▶ _Aim of the exercise_
Both ends included, set down the lines from the line containing "Guideline: one keypoint for each instance of the eyebrow" through the last line of the records below, without pictures.

═══ Information shown

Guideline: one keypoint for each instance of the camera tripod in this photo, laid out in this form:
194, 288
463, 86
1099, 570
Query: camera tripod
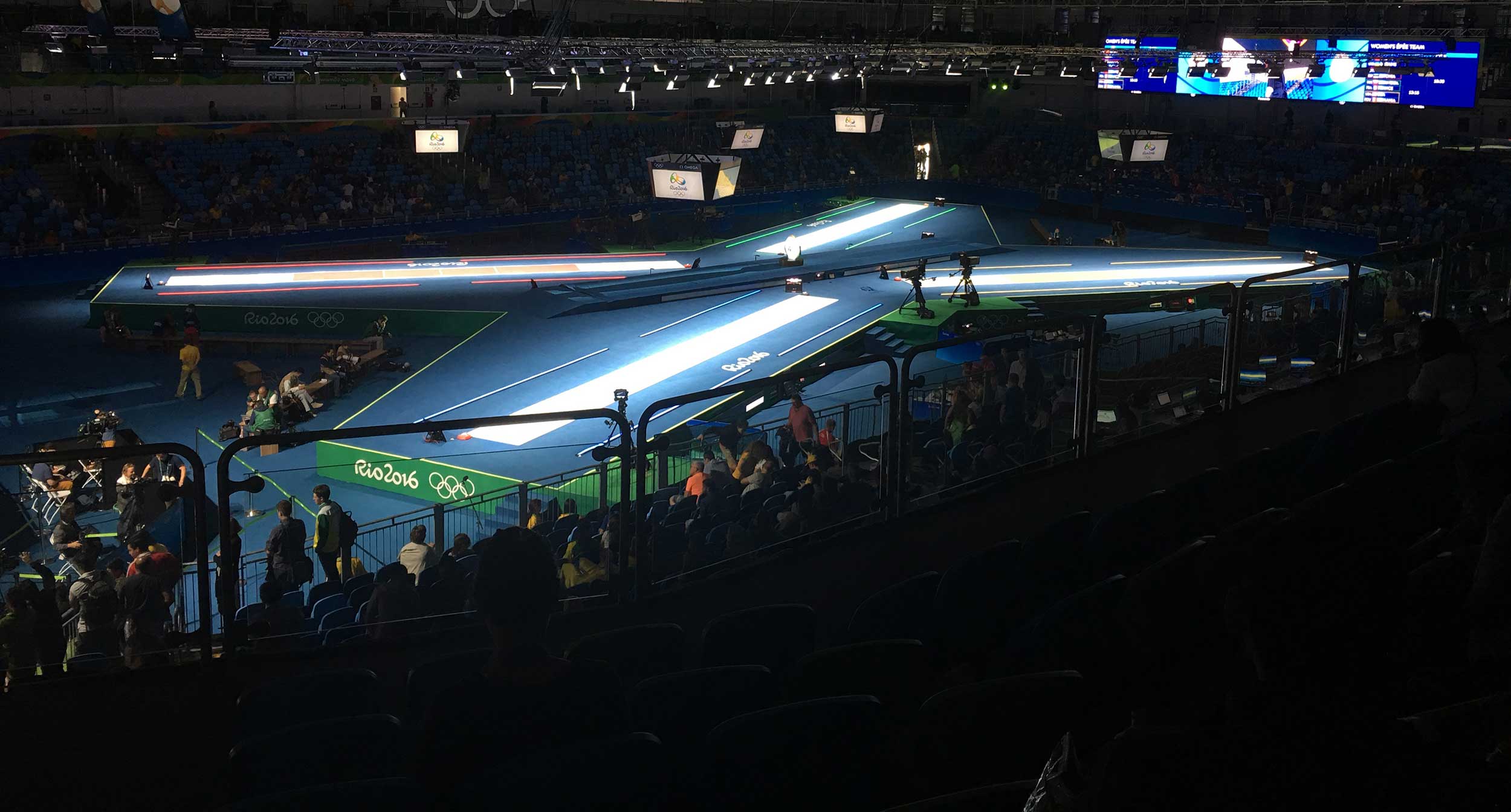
916, 298
965, 289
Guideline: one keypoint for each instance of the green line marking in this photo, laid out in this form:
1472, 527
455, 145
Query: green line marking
989, 225
866, 240
418, 372
800, 222
931, 216
259, 473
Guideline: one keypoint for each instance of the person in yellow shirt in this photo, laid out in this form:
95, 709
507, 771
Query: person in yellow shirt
189, 362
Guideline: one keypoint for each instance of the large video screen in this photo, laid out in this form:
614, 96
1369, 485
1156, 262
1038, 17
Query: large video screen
747, 138
1452, 82
678, 183
1113, 79
436, 141
850, 123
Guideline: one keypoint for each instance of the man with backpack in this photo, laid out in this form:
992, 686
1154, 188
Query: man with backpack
334, 532
99, 607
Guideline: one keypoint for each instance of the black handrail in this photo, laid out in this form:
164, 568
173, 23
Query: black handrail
195, 491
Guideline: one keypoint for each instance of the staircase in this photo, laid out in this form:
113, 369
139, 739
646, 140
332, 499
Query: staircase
153, 203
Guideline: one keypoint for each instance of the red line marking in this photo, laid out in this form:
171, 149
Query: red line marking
407, 262
283, 290
557, 280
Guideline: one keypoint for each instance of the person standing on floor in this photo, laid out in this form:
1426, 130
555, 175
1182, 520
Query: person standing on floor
189, 369
327, 532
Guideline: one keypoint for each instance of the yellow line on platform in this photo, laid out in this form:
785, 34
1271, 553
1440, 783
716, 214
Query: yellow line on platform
1212, 260
421, 370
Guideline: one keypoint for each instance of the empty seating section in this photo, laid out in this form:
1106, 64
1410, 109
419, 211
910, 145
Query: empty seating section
342, 174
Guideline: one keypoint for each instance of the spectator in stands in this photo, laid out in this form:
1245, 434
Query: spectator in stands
804, 428
68, 540
418, 556
760, 477
286, 558
144, 614
53, 477
523, 699
534, 518
378, 332
168, 470
92, 597
582, 568
696, 479
294, 388
327, 532
156, 562
1461, 385
19, 634
52, 642
393, 600
189, 369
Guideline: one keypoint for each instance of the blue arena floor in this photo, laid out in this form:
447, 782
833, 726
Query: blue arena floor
535, 352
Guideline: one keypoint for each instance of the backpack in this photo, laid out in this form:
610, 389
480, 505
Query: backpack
99, 606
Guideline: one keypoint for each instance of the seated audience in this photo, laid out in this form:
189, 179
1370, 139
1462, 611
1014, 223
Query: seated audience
516, 702
418, 556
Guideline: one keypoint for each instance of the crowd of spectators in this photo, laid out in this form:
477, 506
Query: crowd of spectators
285, 183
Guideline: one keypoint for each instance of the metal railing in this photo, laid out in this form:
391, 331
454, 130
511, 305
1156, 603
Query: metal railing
95, 470
884, 465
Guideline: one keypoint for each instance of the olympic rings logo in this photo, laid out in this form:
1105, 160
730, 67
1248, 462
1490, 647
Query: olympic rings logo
327, 319
449, 488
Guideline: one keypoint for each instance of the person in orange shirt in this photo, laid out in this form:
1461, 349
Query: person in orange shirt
189, 369
694, 486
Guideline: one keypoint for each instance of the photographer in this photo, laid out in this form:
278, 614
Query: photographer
378, 331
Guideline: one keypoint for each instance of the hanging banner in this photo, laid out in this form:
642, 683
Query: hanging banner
95, 19
171, 23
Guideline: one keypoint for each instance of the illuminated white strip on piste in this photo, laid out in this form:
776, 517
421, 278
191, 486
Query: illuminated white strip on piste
656, 367
458, 272
839, 231
1116, 274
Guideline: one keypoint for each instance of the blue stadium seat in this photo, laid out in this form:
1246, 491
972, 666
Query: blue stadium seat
636, 652
328, 750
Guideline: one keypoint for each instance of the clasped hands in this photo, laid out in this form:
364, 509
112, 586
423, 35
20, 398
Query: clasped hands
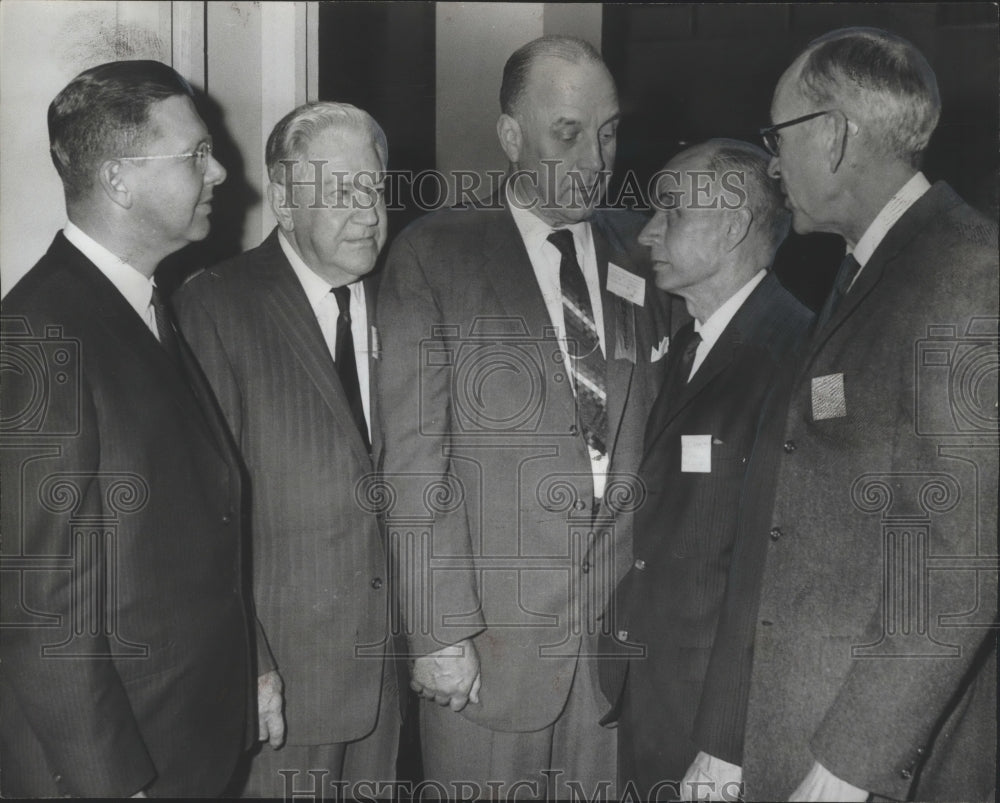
449, 676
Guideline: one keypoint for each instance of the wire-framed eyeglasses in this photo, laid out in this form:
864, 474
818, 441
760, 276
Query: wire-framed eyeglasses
199, 154
770, 133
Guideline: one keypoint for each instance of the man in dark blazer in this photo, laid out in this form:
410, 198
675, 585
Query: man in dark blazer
283, 333
500, 438
855, 653
125, 640
713, 248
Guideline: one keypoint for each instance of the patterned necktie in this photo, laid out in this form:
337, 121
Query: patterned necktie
845, 275
346, 361
586, 361
164, 327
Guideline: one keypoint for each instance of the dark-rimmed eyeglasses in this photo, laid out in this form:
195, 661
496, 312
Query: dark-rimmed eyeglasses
770, 134
199, 154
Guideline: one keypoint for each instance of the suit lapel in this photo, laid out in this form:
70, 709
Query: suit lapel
508, 269
934, 202
619, 324
289, 307
180, 384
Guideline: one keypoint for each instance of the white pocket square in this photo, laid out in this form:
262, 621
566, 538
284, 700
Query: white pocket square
658, 352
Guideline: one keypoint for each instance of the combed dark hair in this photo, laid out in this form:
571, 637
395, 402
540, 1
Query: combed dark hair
884, 77
763, 193
292, 134
515, 71
102, 114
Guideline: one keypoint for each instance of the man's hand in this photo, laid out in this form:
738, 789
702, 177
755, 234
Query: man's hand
711, 778
270, 719
449, 676
821, 784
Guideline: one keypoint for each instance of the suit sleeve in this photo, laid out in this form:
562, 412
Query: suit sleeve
887, 712
76, 707
415, 404
201, 334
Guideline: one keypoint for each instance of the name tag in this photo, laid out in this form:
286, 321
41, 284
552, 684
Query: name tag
627, 285
829, 400
696, 454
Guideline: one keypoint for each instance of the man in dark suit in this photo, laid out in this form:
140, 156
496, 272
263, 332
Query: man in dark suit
518, 341
720, 220
283, 334
126, 643
855, 652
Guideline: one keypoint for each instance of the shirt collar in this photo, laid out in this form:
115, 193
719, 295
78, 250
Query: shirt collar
905, 197
719, 320
315, 286
134, 286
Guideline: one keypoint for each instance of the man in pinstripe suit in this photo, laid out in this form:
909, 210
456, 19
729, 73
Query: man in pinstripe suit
282, 333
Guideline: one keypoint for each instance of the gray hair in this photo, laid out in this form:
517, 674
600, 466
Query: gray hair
884, 79
763, 196
293, 133
518, 67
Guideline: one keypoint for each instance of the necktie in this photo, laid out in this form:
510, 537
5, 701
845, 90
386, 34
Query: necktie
586, 361
845, 275
164, 327
346, 362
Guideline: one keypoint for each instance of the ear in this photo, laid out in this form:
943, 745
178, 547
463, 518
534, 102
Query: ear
835, 130
738, 226
509, 132
112, 180
282, 211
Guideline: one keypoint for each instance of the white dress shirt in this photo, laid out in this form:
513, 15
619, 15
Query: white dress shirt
324, 305
134, 286
545, 261
908, 194
717, 322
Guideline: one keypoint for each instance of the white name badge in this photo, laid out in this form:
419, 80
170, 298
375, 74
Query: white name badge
696, 454
829, 400
626, 285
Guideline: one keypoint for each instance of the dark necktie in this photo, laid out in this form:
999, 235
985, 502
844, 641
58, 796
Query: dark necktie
841, 284
586, 361
164, 326
346, 362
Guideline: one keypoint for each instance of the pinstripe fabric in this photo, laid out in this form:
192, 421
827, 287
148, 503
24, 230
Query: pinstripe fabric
320, 579
669, 602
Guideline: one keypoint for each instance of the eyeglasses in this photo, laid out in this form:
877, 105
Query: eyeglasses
199, 154
770, 134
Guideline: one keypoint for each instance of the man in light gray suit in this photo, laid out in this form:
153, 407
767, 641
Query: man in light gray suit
283, 334
856, 651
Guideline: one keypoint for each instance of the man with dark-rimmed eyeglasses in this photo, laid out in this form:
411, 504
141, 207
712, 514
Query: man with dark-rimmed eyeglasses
852, 659
126, 629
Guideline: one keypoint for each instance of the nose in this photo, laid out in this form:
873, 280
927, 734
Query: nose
647, 236
215, 173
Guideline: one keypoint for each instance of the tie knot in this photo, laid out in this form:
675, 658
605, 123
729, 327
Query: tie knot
563, 240
343, 296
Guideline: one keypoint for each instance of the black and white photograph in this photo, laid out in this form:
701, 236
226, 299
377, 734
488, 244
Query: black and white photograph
409, 400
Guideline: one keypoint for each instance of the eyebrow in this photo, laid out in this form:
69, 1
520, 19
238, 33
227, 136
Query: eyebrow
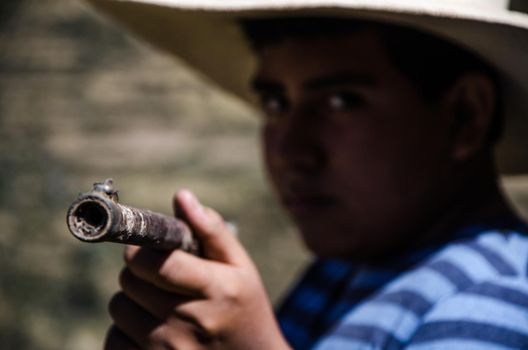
263, 85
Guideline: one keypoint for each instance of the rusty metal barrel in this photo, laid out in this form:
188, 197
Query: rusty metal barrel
96, 216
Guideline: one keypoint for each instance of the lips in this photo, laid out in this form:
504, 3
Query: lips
309, 203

══════

▶ _Response to this exercise_
Guideline: one keypoint for each instance of the eyebrow in this photo, laid out in this form:
69, 1
520, 19
238, 33
227, 136
Query: eyebrow
263, 85
Guideline: one keypoint for each instance of the rusty metal barrel in this photo, laid out in this form:
188, 197
Query: rusty metal barrel
96, 216
Guideline: one keypoint for each instance of the lips in this photo, laid out in this form:
504, 3
Query: lips
309, 203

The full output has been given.